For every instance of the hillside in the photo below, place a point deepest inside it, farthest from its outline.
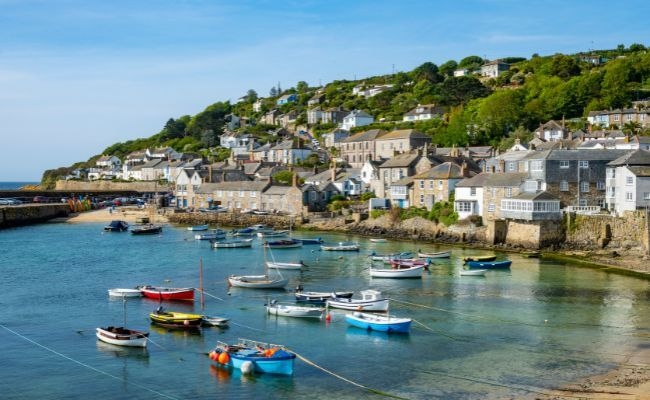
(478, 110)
==
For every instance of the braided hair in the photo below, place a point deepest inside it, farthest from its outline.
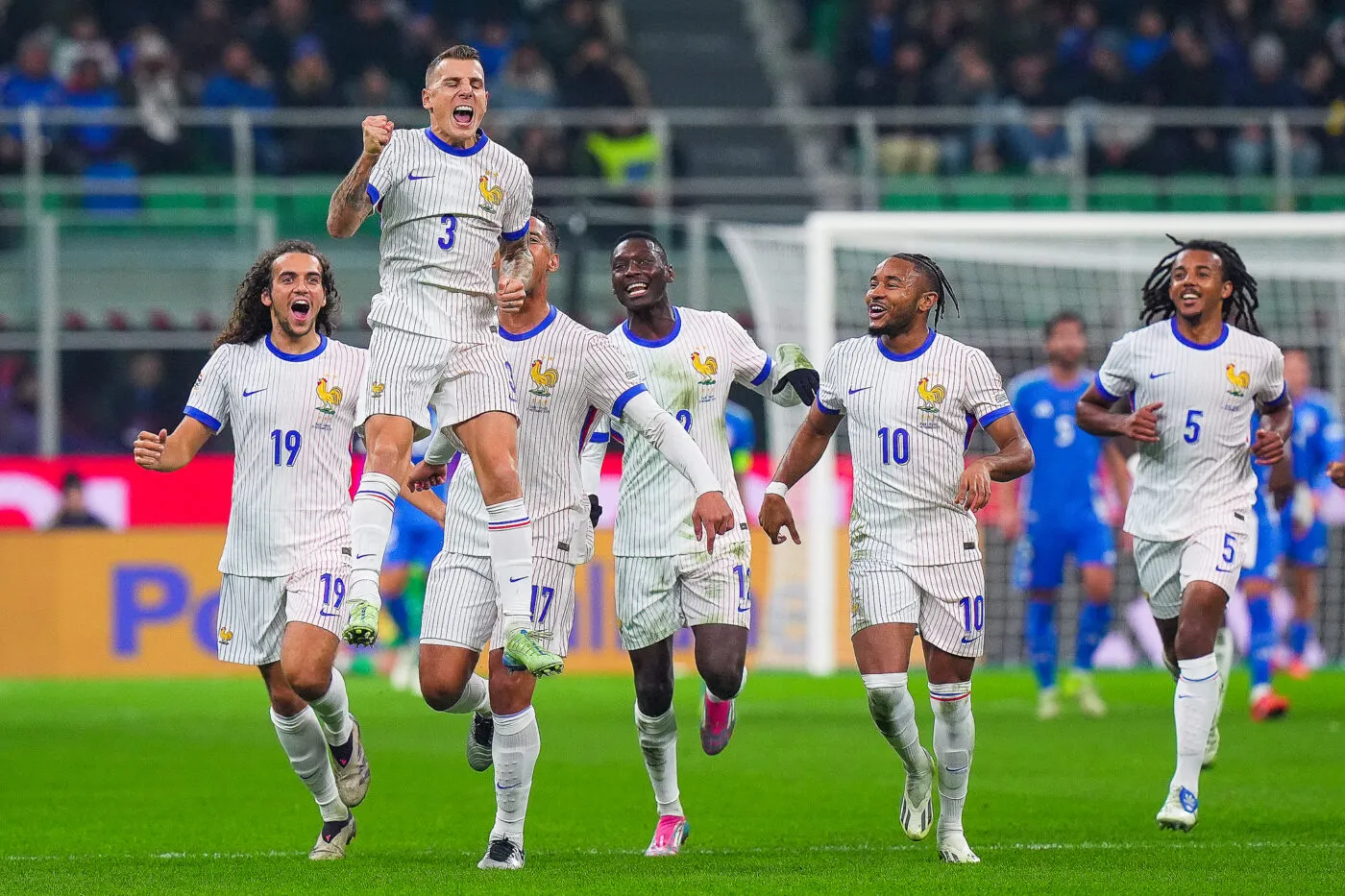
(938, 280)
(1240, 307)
* * *
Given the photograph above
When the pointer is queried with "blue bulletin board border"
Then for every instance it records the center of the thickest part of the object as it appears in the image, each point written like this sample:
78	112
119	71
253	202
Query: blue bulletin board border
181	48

SHORT TASK: Copy out the part of the material that begins with the line containing "For every instance of the braided" and ends with the line containing "(1240, 307)", including both of those lines. Leave the pictures out of your copy.

FINAL ANSWER:
For every instance of the braided hair in the photo below, place a point deepest inside it, farthest from its outline.
(938, 280)
(1240, 307)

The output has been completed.